» **Excerpt**
---

Optical Laboratories Association
Outdoor Power Equipment Distributors Association

Pet Industry Distributors Association
Petroleum Equipment Institute
Petroleum Marketers Association of America
Post Card Distributors Association of North America
Power Transmission Distributors Association, Inc.

Safety Equipment Distributors Association, Inc.
Security Industry Association
Shoe Service Institute of America
Specialty Tools & Fasteners Distributors Association
Steel Service Center Institute
Suspension Specialists Association

Textile Care Allied Trades Association

United Products Formulators & Distributors Association

Video Software Dealers Association

Wallcovering Distributors Association
Warehouse Distributors Association for

Leisure and Mobile Products, Inc.
Water and Sewer Distributors of America
Wholesale Florists & Florist Suppliers of America
Wholesale Stationers' Association, Inc.
Wine & Spirits Wholesalers of America. Inc.
Woodworking Machinery Distributors Association
Woodworking Machinery Importers Association

4/23/90 116 Member National Associations

Chairman ROSTENKOWSKI. Mr. Dubin.


Mr. DUBIN. Thank you very much.

I am a principal in a small business firm in Quincy, MA, which specializes in business continuity and estate planning or what I would call bread and butter family businesses.

As I tried to illustrate in my written testimony, for my clients, 2036(c) is a nightmare. Normal intrafamily business transactions have to be put under the tax microscope for detection of inadvertently created prescribed business interests.

It is with a great deal of relief that I see the focus in this area shifting from the inappropriate extension of the principles of section 2036 (a) and (b) in business dealings to correcting credible evaluation abuses. I support and we support the spirit of this draft legislation.

---

Items from a data source
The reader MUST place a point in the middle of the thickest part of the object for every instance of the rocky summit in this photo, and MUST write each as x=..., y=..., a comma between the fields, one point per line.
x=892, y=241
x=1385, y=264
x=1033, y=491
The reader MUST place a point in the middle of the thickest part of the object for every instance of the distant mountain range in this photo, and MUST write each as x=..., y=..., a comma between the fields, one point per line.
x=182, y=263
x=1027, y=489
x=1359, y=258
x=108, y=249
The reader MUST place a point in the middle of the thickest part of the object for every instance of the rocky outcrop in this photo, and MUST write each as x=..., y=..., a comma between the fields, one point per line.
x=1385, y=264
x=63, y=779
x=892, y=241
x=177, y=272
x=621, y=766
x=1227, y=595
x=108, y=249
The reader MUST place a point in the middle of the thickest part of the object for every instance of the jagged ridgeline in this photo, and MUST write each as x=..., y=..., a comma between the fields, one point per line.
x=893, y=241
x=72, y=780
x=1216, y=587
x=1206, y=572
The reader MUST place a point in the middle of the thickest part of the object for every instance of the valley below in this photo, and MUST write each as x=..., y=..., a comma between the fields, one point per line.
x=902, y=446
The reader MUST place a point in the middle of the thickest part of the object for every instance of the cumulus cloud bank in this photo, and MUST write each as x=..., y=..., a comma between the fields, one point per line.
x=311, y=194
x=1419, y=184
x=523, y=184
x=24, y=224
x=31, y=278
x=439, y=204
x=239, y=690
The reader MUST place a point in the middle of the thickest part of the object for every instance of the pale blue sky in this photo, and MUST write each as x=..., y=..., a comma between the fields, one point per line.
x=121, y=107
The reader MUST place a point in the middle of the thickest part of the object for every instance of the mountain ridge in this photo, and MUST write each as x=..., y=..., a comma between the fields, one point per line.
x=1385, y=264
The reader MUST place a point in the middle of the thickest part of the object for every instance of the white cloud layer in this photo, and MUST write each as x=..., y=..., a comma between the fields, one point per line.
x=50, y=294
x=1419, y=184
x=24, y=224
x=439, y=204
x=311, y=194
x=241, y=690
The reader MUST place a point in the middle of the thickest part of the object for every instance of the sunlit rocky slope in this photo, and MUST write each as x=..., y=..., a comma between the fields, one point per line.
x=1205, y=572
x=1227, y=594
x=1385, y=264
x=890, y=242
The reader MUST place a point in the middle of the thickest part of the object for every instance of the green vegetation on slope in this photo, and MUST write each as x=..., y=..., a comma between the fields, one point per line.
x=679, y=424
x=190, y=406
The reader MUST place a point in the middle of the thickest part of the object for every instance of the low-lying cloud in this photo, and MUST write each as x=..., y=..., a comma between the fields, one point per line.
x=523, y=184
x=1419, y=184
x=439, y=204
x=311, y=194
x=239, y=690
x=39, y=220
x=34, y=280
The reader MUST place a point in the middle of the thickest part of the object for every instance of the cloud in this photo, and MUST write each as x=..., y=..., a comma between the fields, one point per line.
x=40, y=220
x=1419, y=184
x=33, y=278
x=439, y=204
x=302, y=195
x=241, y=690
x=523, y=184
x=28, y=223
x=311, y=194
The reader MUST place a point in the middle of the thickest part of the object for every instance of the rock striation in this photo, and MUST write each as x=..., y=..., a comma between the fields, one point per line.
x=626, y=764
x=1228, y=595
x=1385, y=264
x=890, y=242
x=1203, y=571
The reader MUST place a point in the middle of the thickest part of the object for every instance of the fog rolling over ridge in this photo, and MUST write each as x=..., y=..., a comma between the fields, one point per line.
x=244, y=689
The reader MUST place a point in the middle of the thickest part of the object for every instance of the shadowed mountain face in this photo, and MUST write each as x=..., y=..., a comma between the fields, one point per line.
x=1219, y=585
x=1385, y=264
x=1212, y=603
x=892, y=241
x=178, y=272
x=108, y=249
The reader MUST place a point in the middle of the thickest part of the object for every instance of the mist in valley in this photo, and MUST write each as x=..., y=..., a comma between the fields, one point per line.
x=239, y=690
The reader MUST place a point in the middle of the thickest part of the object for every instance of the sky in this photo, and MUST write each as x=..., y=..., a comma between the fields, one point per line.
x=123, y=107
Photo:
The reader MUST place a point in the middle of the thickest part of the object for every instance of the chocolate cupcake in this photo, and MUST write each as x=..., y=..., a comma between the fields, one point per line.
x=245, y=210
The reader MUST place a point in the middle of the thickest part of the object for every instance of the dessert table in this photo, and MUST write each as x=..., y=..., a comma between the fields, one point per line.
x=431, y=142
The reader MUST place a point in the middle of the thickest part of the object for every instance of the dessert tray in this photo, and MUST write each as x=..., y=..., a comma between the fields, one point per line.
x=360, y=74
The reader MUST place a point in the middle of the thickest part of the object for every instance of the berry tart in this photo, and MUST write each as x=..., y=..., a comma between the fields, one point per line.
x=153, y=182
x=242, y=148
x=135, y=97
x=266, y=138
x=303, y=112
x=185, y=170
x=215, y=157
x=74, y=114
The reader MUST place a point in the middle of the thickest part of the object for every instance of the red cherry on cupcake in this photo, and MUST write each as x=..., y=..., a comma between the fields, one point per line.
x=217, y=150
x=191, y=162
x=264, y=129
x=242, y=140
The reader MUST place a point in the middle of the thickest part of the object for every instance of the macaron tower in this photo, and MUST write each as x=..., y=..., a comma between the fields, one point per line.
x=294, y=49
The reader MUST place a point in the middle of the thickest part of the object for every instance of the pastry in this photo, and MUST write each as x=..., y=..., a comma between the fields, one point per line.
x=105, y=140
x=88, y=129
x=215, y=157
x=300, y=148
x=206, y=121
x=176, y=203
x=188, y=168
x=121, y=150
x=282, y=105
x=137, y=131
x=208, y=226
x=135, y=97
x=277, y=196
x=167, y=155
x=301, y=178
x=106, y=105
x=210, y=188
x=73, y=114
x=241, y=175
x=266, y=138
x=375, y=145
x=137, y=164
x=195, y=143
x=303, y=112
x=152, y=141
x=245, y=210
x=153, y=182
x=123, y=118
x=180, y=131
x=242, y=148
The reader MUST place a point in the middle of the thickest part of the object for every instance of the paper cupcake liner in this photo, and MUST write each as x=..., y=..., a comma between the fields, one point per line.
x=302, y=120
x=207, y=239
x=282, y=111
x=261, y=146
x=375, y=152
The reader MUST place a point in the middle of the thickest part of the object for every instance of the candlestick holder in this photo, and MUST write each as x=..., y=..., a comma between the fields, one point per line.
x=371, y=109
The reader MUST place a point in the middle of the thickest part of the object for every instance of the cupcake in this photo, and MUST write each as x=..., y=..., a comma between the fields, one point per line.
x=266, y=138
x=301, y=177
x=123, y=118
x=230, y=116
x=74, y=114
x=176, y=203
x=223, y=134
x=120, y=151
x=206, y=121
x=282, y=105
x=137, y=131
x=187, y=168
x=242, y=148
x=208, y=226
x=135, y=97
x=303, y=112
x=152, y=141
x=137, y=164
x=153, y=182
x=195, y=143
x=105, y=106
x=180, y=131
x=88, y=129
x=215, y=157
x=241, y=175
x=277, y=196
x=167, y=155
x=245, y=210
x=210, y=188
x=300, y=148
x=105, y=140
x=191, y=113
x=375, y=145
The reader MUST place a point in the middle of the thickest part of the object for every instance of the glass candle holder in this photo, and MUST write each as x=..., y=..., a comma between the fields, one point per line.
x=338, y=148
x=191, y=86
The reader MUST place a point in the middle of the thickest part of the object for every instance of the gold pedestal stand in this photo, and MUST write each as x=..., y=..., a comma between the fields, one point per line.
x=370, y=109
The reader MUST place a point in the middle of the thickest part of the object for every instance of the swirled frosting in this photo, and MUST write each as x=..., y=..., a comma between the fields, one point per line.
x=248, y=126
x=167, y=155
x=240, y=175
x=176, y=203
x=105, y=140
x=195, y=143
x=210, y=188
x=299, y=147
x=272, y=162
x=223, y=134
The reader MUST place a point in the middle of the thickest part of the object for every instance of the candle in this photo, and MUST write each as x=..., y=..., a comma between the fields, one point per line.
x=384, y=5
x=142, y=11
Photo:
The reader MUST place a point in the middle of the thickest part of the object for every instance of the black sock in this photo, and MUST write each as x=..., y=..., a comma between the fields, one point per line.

---

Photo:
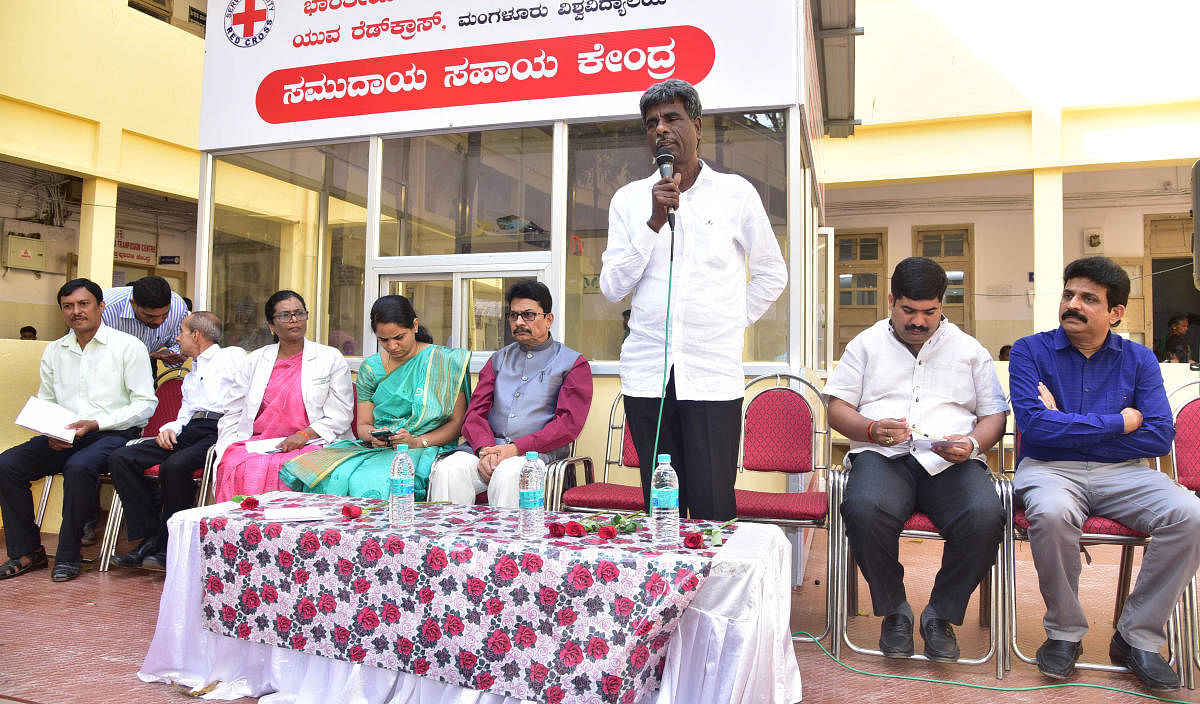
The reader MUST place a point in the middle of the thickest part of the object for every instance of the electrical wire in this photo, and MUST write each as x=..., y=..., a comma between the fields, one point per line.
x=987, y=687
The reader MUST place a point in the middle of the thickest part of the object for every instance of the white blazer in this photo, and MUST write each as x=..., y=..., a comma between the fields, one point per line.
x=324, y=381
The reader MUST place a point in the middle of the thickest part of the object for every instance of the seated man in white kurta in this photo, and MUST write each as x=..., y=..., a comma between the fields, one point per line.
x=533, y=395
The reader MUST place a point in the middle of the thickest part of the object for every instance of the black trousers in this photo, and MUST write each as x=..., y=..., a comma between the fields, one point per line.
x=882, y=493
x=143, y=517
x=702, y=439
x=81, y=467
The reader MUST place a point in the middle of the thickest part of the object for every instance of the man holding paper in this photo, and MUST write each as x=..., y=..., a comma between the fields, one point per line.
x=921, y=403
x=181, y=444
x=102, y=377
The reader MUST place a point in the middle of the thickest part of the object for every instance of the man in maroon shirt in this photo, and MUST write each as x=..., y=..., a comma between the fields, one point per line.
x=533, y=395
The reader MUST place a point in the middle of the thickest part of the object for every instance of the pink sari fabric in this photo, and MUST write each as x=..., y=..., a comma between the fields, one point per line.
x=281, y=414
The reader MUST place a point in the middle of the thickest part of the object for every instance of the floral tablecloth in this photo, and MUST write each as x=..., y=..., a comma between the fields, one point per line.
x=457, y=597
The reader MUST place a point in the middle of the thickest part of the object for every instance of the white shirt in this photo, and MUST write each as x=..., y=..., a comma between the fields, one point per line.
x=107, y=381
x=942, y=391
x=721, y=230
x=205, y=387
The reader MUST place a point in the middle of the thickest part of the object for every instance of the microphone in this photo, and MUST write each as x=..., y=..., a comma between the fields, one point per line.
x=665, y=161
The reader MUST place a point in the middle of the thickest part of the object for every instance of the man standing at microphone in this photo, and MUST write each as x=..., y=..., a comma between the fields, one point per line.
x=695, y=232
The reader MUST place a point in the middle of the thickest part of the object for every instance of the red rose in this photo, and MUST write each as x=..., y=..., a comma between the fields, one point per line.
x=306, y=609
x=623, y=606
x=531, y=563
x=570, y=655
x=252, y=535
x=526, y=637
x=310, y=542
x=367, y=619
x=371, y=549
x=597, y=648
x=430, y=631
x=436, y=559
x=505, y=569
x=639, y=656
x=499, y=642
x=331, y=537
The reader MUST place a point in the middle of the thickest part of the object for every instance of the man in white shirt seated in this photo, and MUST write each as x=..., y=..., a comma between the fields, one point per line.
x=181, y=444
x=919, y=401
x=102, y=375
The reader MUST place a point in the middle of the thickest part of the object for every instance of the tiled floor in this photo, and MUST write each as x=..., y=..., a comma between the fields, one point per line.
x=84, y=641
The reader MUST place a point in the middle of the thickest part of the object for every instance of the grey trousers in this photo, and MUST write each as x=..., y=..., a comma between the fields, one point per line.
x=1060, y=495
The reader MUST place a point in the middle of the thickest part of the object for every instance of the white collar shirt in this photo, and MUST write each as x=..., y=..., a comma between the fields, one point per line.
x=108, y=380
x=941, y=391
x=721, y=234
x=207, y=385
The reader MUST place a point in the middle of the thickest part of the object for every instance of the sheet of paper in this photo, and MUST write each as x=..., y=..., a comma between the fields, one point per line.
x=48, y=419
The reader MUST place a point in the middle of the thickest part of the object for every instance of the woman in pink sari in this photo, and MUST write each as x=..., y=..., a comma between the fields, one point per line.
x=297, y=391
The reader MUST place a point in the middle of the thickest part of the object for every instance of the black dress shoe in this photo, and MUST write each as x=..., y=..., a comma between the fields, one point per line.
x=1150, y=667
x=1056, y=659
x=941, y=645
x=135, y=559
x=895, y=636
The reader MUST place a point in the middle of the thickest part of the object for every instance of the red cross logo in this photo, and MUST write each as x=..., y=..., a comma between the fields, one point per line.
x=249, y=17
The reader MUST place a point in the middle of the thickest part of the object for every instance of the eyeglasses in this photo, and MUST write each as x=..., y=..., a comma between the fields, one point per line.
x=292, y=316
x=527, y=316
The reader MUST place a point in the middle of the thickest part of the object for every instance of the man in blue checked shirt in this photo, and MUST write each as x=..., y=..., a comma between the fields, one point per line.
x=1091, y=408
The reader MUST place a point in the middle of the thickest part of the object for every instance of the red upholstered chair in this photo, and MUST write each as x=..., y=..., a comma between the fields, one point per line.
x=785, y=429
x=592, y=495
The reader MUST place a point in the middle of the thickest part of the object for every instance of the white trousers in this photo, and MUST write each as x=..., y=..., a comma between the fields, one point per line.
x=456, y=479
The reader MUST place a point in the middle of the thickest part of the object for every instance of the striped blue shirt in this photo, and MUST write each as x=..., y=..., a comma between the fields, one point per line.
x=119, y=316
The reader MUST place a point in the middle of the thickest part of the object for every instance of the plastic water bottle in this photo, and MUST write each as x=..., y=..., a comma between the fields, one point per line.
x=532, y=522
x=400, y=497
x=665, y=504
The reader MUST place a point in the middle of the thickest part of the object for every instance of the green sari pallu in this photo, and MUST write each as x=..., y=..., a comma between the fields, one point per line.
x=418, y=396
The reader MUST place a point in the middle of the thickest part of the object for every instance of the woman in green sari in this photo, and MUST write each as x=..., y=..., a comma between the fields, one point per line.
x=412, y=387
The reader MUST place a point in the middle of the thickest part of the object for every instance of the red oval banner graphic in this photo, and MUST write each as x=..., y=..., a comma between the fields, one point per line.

---

» **Directions**
(a) In the hearing excerpt, what does the small business firm in which Mr. Dubin is a principal specialize in?
(b) Print the portion of the hearing excerpt that starts at "Wine & Spirits" and ends at "you very much.".

» **Responses to the tasks**
(a) It specializes in business continuity and estate planning.

(b)
Wine & Spirits Wholesalers of America. Inc.
Woodworking Machinery Distributors Association
Woodworking Machinery Importers Association

4/23/90 116 Member National Associations

Chairman ROSTENKOWSKI. Mr. Dubin.


Mr. DUBIN. Thank you very much.